**EXTRAIT DU DOCUMENT:**

* * *

Autre conséquence de ce désamour de la profession: la population d'infirmiers vieillit, surtout au nord du pays, où 34,31% des infirmiers actifs sont âgés de 50 ans ou plus, contre 27,79% qui ont moins de 35 ans. © BELGA
Comment en est-on arrivé là? Les infirmiers et infirmières manquent cruellement dans les hôpitaux, maisons de repos et à domicile. Et ce, depuis au moins dix ans. Mais la pénurie s'est aggravée à partir de 2016, lorsque la formation est passée de trois à quatre ans, pour un salaire égal à la sortie. Cette réforme a plongé le secteur dans une situation de détresse, sans pour autant que le monde politique ne s'y attarde. « L'allongement des études en soins infirmiers a fait baisser les inscriptions de 10% », selon la Fédération des étudiants francophones (FEF). Pour l'année académique 2018-2019, cette chute a atteint 20%. L'an dernier, à cause de ce changement, ils n'étaient que 200 à 300 étudiants diplômés à l’échelle de la Communauté, contre environ 2.500 en temps normal. Pour la même raison, ce sont les infirmiers spécialisés qui vont sans doute manquer cette année.
Revaloriser la profession
Pour les professionnels de la santé, une revalorisation de la profession est indispensable. Encore trop souvent associée à celle des anciennes religieuses qui professaient au sein des hôpitaux, l'image des infirmières doit changer. Elles ne sont pas des médecins ratés, leur métier nécessite des savoirs pluridisciplinaires et pointus ainsi qu'un niveau de responsabilités important. Sans parler de la force mentale et physique.
« Il est impératif que le monde politique prenne conscience de la réalité du terrain et du vécu au quotidien de la profession infirmière », soulignait en mai dernier l'UGIB, réclamant un réinvestissement financier et humain. Leur cri d'alarme a été entendu. Le Fédéral a débloqué 600 millions d’euros pour le personnel de soins de santé, qui s'ajoutent aux 400 millions déjà décrochés l'automne dernier par le fonds blouses blanches. L'essentiel du budget dégagé en juillet (500 millions) sera consacré à la revalorisation salariale, les 100 millions restants à l'amélioration des conditions de travail. Des mesures essentielles pour attirer de futurs infirmiers, et soutenir celles et ceux qui sont déjà sur le terrain. Avant la crise, 36% d'entre eux étaient en risque de burnout. Aujourd'hui, ce nombre a doublé.

* * *

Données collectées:
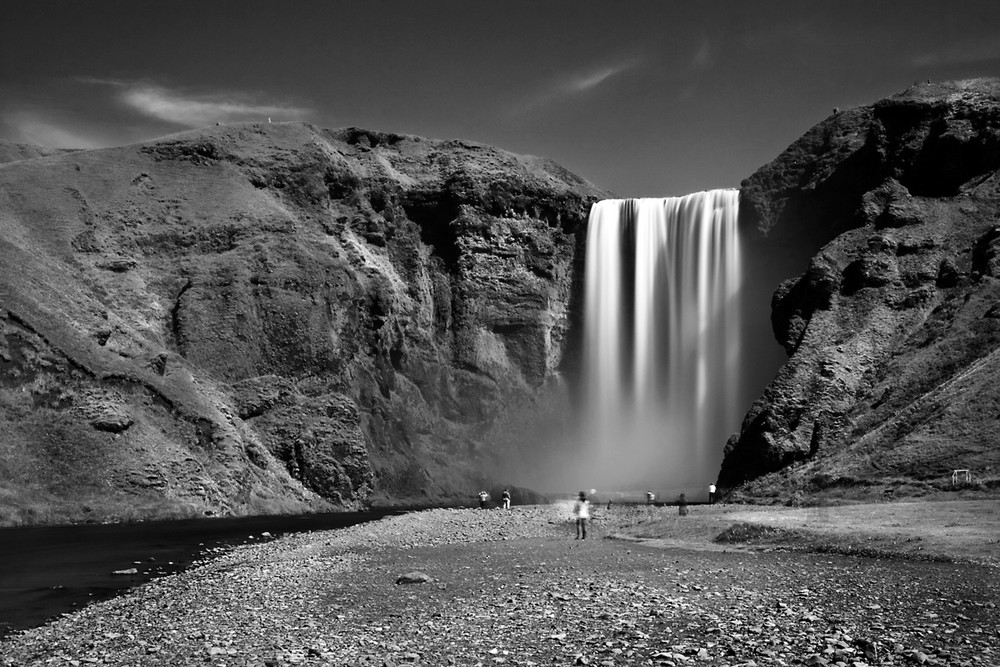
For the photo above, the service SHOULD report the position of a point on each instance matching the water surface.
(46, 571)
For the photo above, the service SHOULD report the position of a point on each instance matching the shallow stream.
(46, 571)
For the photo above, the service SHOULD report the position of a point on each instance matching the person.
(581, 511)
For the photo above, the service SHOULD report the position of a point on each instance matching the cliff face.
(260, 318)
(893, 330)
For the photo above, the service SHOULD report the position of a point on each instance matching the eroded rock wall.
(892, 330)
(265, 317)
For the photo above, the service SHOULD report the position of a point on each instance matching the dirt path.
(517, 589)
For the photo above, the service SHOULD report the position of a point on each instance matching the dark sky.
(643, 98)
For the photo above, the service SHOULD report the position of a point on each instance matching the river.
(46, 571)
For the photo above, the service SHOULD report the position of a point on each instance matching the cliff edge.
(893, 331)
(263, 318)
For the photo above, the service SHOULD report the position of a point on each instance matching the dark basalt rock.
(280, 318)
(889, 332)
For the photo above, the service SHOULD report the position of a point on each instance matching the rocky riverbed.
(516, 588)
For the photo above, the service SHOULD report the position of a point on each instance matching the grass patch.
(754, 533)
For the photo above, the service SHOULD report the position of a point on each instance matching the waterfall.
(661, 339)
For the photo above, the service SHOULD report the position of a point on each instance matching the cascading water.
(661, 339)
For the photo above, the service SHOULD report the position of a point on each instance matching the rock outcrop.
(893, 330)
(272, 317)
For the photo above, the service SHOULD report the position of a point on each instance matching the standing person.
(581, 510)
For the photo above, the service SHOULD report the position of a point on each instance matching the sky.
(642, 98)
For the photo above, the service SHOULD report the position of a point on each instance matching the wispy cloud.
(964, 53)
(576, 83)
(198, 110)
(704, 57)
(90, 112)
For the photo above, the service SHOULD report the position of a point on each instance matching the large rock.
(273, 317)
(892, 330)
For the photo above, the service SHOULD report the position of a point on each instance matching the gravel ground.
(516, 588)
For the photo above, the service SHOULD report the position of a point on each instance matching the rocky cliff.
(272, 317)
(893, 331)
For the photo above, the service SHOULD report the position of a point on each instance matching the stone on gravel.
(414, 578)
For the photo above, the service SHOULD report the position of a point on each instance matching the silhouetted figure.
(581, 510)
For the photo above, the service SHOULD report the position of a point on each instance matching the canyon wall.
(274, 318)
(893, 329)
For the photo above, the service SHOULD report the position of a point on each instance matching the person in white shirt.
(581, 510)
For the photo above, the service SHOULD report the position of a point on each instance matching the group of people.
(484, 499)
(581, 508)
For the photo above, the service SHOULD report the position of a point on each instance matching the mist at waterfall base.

* * *

**OBJECTIF:** D'après l'extrait sur la pénurie d'infirmiers, quelle proportion des infirmiers était en risque de burnout avant la crise ? Les lignes constituent un matériau distinct de l'extrait.

**TÂCHE RÉALISÉE:** 36 % d'entre eux.